Provided records section start
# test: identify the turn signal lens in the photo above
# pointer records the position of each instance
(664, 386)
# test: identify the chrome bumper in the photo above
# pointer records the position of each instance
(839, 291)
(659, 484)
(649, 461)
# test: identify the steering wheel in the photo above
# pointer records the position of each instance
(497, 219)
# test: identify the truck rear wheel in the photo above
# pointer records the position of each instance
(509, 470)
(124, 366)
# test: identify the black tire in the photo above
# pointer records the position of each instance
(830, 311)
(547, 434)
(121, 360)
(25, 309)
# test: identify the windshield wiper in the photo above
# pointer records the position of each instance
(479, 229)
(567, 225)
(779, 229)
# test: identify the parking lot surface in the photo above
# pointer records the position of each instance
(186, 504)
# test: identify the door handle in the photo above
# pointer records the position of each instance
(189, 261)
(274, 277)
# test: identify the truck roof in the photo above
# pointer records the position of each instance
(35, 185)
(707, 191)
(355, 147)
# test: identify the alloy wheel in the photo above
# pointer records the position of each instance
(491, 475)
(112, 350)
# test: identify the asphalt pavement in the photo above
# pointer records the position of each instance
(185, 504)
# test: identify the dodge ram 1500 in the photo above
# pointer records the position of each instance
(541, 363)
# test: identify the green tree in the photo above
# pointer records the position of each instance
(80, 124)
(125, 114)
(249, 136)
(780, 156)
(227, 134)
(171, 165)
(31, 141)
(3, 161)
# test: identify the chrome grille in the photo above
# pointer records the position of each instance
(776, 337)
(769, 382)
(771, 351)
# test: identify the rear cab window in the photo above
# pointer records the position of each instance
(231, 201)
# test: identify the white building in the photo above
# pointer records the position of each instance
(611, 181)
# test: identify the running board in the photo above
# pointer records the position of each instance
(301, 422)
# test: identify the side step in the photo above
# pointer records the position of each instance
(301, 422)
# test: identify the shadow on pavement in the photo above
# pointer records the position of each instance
Provided records section end
• **Your objective**
One inclusive range is required: first line of the data through the line containing "# test: identify the alloy". Set it down exactly and output nothing else.

• **Exercise answer**
# test: identify the turn signal lens in the photo above
# pointer records the position of each instance
(664, 386)
# test: identify the chrome bumper in the photo above
# pointer records the position of each instance
(839, 291)
(659, 484)
(649, 461)
# test: identify the steering wheel in the photo above
# pointer records the position of each instance
(497, 219)
# test: identify the truck rear wheel in the photo above
# pointer records the position of each instance
(509, 470)
(124, 366)
# test: identify the black tire in the photo above
# pointer records the position of each instance
(830, 311)
(547, 434)
(121, 360)
(25, 309)
# test: identify the windshield wiper in the photo above
# pointer records the position of each instance
(479, 229)
(567, 225)
(779, 229)
# test: identify the parking lot surface in the photo above
# pointer records the position of each instance
(186, 504)
# test: identify the door handle in the photo above
# pointer records the position of each instance
(189, 261)
(274, 277)
# test: identify the truck roof in the photo above
# pointer records the position of each instance
(35, 185)
(707, 191)
(355, 147)
# test: identify the alloy wheel in the photo above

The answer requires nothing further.